TASK INSTRUCTIONS » Reproduce every one of the records below line for line, changing nothing and keeping their order.

+ + + + +

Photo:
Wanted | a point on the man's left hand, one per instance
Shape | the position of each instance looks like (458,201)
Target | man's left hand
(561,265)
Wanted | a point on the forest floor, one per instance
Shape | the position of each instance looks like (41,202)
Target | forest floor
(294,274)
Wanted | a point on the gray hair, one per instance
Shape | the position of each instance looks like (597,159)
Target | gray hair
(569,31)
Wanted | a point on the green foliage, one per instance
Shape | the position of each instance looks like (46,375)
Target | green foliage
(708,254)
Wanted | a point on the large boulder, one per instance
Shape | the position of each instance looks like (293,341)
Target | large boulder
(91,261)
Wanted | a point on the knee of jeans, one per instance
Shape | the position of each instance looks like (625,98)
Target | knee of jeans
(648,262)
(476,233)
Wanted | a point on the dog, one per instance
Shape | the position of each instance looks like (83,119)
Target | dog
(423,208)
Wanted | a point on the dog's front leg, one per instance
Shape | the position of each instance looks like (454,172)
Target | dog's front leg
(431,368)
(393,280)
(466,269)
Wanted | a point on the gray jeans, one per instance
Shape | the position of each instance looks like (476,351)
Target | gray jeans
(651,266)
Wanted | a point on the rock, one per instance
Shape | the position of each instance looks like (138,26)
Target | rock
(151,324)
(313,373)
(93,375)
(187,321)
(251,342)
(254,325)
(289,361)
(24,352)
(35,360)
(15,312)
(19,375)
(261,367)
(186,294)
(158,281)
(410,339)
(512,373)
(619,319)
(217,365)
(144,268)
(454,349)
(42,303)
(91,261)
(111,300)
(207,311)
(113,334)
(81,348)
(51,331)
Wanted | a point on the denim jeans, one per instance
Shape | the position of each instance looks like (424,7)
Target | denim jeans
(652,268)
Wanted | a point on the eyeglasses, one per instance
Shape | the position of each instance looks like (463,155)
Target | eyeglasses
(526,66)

+ + + + +

FINAL ANSWER »
Photo:
Wanted | a point on the man's left hand, one per instance
Shape | the position of each instance looks like (458,201)
Target | man's left hand
(561,265)
Wanted | a point on the forest floor, one per instance
Shape | the position of each instance looks like (41,202)
Target | forest floor
(294,274)
Wanted | a point on the gray hair, one per instance
Shape | the position of each instance looks like (597,159)
Target | gray hair
(569,31)
Wanted | a point on the green foliage, one per instance
Shape | the position of each instance looks like (46,375)
Target | green foliage
(708,254)
Wanted | a point on the large boulder, one per instance
Shape | the position of each instance looks like (293,341)
Target | large boulder
(91,261)
Wanted | a point on the knee of jeans, one per instance
Shape | the position of each instance looks like (625,98)
Target | knee of jeans
(648,262)
(476,233)
Wanted | a point on the dog, one per instance
Shape | the position of each instance looks like (83,119)
Target | dog
(423,208)
Wanted | a point on the dog's front leg, one per instance
Shape | the position of each instance looks like (454,172)
Target | dog's front leg
(431,368)
(393,280)
(466,269)
Wanted | a point on the gray jeans, one per instance
Shape | the position of each instance looks like (476,351)
Target | gray jeans
(651,266)
Wanted | a point on the rock, one per instance
Shape | the position of each instance looks like (138,26)
Target | rock
(151,324)
(313,373)
(93,375)
(187,321)
(251,342)
(254,325)
(289,361)
(24,352)
(35,360)
(15,312)
(19,375)
(261,367)
(186,294)
(158,281)
(410,339)
(512,373)
(619,319)
(217,365)
(144,268)
(454,349)
(42,303)
(91,261)
(111,300)
(207,311)
(113,334)
(81,348)
(51,331)
Wanted | a point on the denim jeans, one per instance
Shape | the position of each instance looks like (424,7)
Target | denim jeans
(652,268)
Wanted | a point on the eyeglasses, one per instance
Shape | the position of each instance looks like (463,155)
Target | eyeglasses
(526,66)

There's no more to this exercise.